#### WHAT TO PRODUCE:
Your task is to copy every line of this material exactly.

--------------------------------------------------

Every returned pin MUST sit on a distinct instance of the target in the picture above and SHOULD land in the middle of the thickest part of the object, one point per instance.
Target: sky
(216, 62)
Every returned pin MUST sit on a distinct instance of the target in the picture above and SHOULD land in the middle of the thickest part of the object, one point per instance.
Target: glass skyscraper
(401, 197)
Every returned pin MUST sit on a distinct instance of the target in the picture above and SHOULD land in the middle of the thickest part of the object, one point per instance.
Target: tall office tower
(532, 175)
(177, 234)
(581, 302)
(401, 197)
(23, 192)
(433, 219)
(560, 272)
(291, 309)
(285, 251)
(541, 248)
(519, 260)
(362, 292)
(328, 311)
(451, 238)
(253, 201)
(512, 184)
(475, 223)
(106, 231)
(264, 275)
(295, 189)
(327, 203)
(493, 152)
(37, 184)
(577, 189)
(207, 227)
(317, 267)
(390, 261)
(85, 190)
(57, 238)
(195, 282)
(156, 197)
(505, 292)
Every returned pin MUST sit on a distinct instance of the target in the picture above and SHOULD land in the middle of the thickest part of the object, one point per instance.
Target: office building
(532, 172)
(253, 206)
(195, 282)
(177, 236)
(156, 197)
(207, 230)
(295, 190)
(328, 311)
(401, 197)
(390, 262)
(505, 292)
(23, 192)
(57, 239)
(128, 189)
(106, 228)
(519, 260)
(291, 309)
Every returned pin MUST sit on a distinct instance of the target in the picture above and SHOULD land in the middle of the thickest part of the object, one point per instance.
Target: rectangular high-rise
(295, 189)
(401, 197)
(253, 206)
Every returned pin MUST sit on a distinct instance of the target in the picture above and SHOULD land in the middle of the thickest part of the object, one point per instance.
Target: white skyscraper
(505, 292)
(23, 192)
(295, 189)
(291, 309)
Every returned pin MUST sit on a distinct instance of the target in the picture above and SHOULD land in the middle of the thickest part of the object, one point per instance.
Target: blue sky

--------------------------------------------------

#### WRITTEN ANSWER:
Every returned pin MUST sit on a distinct instance of the target in the picture above and SHOULD land in the middle of the thickest part of the object, one point per instance.
Target: sky
(216, 62)
Every returned pin MUST sit on a distinct instance of the target in the picture above and SHOULD land in the middle of the thickest part of the object, one point per instance.
Target: glass skyscraper
(401, 197)
Every returned pin MUST sit on a distinct instance of the target in the picture above and SHOULD land in the middle of the thickest part of the object, one point per instance.
Target: tall office tower
(532, 175)
(177, 234)
(581, 302)
(401, 197)
(23, 192)
(433, 219)
(560, 272)
(291, 309)
(285, 251)
(541, 248)
(519, 260)
(362, 292)
(328, 311)
(451, 238)
(253, 201)
(512, 184)
(475, 223)
(106, 231)
(264, 275)
(295, 189)
(327, 203)
(493, 152)
(37, 184)
(577, 189)
(207, 227)
(317, 267)
(390, 261)
(85, 190)
(57, 238)
(195, 282)
(156, 197)
(505, 292)
Every returned pin MUST sit on a distinct instance of the target in the picture above and SHOULD land in the middle of the thickest part of the object, one point per instance.
Target: office building
(532, 172)
(253, 206)
(195, 282)
(177, 236)
(156, 197)
(207, 230)
(295, 190)
(328, 311)
(401, 197)
(390, 262)
(505, 292)
(23, 192)
(57, 239)
(128, 189)
(106, 228)
(519, 260)
(291, 309)
Every returned pin MUST sit on a distinct instance of the target in the picture above and SHOULD land in the middle of the thickest part of the object, one point per instance.
Target: rectangular high-rise
(295, 189)
(401, 197)
(253, 206)
Every returned pin MUST sit on a distinct instance of the target in the picture above and SHOULD land in the middle of the thickest part of the object, one point per instance.
Target: white skyscraper
(505, 292)
(23, 192)
(295, 189)
(291, 309)
Every returned pin MUST sit on a distinct instance of the target in the picture above and SHOULD land in the middle of the thickest part of the object, one point per instance.
Target: blue sky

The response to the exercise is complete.